Source excerpt >>
▽
AIUI, the reason we use self[:manifest_text]
instead of the usual manifest_text
is to sneakily avoid setting the ActiveRecord "changed" flag when stripping signatures. I think it would be good form to avoid using it in any cases where it isn't necessary. Here, we need to use it when setting, but not when getting.
The part where we build the in_old_manifest
hash used to use an each_manifest_locator
method which was more efficient because it didn't build a new manifest: it just visited every locator, and ignored the block's return values. The new code loses this optimization. Instead of dropping the each_manifest_locator
method, I think we should give it the same optimizations that munge
got (i.e., use each
or split
instead of scan
) and use it to build in_old_manifest
. That should make it even faster (and use less memory) than munge
.
LOCATOR_REGEXP¶
This seems to be copied straight from the Ruby SDK. Can we require 'arvados/keep' and use Keep::Locator::LOCATOR_REGEXP in collection.rb, instead of copying & pasting?
It doesn't seem to have any unit tests. Can we add some in the Ruby SDK test suite?
We pass around "match" objects that depend on the position of regexp matches (match[4]
etc). If this is meant to be a supported use of LOCATOR_REGEXP, we should write a test to ensure the right pieces show up in the right positions.
△
Problem details >>
Answer these questions from the review notes:
1. What does using self[:manifest_text] instead of manifest_text avoid setting?
2. Which method did building the in_old_manifest hash use to use?
3. Which constant is proposed for use in collection.rb instead of copying and pasting?

Records >>
▽
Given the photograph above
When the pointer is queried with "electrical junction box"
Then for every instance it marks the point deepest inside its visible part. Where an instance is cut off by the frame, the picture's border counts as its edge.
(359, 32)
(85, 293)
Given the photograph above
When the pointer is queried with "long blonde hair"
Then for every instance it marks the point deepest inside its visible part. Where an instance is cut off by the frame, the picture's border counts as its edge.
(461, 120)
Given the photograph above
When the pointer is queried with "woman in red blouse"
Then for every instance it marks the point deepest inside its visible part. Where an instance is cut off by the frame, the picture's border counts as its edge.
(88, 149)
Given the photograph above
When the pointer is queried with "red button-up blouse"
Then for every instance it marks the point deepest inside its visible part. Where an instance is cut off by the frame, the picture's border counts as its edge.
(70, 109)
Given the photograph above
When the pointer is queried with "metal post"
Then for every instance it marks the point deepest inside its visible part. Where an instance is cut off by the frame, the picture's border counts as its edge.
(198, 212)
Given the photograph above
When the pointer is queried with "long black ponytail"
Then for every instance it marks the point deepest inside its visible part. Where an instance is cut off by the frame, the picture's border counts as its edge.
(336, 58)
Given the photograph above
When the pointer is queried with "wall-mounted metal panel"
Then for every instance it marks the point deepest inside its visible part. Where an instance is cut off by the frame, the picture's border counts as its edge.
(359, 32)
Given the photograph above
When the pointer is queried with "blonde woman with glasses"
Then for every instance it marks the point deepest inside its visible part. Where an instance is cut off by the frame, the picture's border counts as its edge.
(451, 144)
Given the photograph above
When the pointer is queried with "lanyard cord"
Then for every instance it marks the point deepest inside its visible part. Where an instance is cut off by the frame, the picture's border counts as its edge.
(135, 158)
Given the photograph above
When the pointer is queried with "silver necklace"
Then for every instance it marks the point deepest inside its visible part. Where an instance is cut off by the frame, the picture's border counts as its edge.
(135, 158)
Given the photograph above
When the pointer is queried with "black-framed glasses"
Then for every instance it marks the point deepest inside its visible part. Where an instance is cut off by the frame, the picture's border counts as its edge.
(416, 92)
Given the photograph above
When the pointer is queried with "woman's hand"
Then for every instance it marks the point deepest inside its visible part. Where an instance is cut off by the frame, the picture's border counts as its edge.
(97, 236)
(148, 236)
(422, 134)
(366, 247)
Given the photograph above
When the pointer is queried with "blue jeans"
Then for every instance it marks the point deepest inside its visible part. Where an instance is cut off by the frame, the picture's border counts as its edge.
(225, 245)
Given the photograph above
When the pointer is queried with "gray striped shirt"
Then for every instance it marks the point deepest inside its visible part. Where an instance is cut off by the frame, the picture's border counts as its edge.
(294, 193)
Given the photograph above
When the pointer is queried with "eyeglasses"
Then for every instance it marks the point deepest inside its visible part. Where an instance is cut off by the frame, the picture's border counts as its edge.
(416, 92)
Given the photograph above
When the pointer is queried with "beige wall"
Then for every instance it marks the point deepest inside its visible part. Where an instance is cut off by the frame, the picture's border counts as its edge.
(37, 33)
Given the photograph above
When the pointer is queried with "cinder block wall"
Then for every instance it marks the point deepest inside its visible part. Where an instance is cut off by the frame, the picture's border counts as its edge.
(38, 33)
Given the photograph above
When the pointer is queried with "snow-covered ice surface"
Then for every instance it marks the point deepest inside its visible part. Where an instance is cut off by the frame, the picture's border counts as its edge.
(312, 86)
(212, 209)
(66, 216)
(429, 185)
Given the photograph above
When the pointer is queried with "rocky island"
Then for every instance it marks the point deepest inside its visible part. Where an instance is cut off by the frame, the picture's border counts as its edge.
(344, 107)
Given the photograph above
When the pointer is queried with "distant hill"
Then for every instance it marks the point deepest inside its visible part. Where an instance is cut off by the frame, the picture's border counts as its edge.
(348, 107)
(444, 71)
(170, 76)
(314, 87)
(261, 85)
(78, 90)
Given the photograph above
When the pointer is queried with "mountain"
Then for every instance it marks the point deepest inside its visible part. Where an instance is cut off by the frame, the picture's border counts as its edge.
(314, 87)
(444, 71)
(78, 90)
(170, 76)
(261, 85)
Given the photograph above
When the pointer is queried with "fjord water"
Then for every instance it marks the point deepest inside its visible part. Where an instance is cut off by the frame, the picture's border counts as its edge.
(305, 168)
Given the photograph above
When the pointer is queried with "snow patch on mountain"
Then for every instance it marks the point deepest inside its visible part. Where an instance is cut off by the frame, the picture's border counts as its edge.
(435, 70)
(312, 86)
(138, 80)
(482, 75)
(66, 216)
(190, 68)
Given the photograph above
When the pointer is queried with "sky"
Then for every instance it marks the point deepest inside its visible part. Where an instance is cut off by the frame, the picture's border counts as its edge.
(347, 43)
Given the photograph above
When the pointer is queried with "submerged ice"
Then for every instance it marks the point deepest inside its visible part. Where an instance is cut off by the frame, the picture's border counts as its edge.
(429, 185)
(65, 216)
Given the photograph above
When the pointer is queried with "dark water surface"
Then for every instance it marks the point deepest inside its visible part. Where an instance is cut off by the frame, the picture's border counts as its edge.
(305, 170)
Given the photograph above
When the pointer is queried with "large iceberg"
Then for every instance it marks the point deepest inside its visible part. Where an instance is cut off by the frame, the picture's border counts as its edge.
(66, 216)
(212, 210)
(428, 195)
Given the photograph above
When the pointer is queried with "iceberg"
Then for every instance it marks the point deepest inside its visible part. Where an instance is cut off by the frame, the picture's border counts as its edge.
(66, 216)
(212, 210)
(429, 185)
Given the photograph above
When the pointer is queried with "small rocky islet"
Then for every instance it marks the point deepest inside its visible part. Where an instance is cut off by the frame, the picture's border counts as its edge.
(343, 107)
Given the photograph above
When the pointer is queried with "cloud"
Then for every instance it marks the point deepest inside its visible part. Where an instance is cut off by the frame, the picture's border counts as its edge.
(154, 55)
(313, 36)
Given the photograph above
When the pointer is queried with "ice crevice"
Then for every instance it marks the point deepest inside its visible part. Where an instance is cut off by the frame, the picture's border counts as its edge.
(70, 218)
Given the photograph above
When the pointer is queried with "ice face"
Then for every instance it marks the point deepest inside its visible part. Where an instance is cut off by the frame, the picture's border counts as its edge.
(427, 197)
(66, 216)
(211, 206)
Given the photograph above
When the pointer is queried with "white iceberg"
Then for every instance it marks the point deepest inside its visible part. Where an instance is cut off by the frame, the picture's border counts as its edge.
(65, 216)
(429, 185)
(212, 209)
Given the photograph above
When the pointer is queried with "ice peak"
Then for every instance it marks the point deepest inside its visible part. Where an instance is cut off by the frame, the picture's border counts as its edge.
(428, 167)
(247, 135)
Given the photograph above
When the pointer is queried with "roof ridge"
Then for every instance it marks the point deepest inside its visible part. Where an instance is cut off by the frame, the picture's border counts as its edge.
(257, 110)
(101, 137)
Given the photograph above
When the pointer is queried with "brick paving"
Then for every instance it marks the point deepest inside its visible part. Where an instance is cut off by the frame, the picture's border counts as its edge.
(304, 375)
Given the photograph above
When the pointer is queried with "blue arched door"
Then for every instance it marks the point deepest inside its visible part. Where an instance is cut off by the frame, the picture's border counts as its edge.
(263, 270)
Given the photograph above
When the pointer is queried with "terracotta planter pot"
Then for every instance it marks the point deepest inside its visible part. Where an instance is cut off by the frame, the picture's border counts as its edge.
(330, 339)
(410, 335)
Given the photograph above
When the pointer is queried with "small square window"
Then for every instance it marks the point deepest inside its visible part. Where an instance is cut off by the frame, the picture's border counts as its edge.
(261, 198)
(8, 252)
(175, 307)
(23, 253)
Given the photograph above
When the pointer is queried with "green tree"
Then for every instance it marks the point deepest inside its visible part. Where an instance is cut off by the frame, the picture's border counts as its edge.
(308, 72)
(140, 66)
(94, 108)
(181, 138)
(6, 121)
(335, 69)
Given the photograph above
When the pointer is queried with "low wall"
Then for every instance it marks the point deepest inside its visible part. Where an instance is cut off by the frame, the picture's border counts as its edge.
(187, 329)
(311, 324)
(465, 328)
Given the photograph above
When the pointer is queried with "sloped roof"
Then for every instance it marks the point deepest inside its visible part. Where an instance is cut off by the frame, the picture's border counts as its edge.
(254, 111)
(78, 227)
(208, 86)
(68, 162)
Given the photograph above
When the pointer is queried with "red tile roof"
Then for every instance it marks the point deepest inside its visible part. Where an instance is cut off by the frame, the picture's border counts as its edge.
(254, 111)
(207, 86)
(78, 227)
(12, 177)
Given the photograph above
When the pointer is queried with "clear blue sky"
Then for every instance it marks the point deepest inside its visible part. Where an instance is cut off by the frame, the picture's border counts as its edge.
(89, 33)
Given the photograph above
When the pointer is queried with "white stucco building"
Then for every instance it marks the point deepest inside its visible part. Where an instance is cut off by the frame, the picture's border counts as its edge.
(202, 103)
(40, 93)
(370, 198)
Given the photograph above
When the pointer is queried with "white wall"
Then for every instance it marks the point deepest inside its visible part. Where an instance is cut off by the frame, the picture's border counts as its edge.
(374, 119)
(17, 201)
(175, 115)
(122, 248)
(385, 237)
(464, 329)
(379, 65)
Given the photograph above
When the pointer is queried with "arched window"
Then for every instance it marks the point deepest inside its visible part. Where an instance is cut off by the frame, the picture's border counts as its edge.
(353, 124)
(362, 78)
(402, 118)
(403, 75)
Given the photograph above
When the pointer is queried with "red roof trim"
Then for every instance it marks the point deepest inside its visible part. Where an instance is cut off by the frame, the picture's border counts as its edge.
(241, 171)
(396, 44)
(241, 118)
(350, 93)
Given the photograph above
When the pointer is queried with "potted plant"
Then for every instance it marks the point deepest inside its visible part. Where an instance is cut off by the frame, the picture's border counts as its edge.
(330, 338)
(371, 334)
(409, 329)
△
Response below >>
1. The ActiveRecord "changed" flag, when stripping signatures.
2. each_manifest_locator
3. Keep::Locator::LOCATOR_REGEXP